TASK GOAL:
Rewrite the stretch of records below from the line containing "[locate] sofa armrest" through the end of the records, requests included. Scale every coordinate in the answers by 0.5 and round to whole numbers, with halves rounded up, leaving the numbers in the requests and their format samples unchanged.
● ● ●
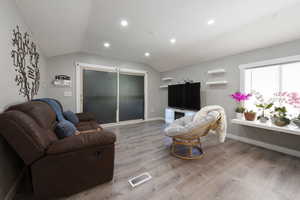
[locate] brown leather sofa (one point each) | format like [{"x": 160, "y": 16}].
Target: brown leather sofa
[{"x": 59, "y": 167}]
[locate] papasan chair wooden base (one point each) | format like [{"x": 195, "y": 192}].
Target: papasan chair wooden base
[
  {"x": 187, "y": 148},
  {"x": 187, "y": 145}
]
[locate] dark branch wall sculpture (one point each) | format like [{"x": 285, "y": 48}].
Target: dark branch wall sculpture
[{"x": 25, "y": 62}]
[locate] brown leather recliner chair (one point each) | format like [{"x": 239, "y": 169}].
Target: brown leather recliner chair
[{"x": 59, "y": 167}]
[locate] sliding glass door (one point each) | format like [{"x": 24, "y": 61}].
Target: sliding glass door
[
  {"x": 100, "y": 95},
  {"x": 113, "y": 95},
  {"x": 131, "y": 97}
]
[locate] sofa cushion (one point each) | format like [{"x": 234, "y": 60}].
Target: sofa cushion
[
  {"x": 41, "y": 112},
  {"x": 65, "y": 129},
  {"x": 23, "y": 133},
  {"x": 82, "y": 141},
  {"x": 70, "y": 116},
  {"x": 87, "y": 125}
]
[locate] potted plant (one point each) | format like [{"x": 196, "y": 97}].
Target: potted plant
[
  {"x": 263, "y": 105},
  {"x": 280, "y": 116},
  {"x": 250, "y": 115},
  {"x": 263, "y": 117},
  {"x": 239, "y": 98},
  {"x": 297, "y": 121}
]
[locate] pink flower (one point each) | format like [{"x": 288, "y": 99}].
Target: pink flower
[
  {"x": 238, "y": 96},
  {"x": 293, "y": 99}
]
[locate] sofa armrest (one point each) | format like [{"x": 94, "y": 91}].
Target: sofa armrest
[
  {"x": 82, "y": 141},
  {"x": 85, "y": 116}
]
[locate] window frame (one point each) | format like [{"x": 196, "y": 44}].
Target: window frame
[{"x": 266, "y": 63}]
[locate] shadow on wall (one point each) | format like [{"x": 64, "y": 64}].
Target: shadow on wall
[{"x": 10, "y": 167}]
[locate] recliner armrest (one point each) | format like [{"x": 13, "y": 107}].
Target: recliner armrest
[
  {"x": 82, "y": 141},
  {"x": 85, "y": 116}
]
● ● ●
ANSWER TO THIS EXERCISE:
[locate] sofa armrest (one point each) | format like [{"x": 94, "y": 91}].
Target: sofa armrest
[
  {"x": 41, "y": 71},
  {"x": 43, "y": 58}
]
[locate] window frame (one point each) | format like [{"x": 196, "y": 44}].
Target: window frame
[{"x": 133, "y": 32}]
[locate] shadow on wall (one point each) | format like [{"x": 64, "y": 64}].
Target: shadow on wall
[{"x": 5, "y": 84}]
[locate] recliner armrest (one point each) | format like [{"x": 13, "y": 107}].
Target: recliner armrest
[
  {"x": 41, "y": 71},
  {"x": 43, "y": 58}
]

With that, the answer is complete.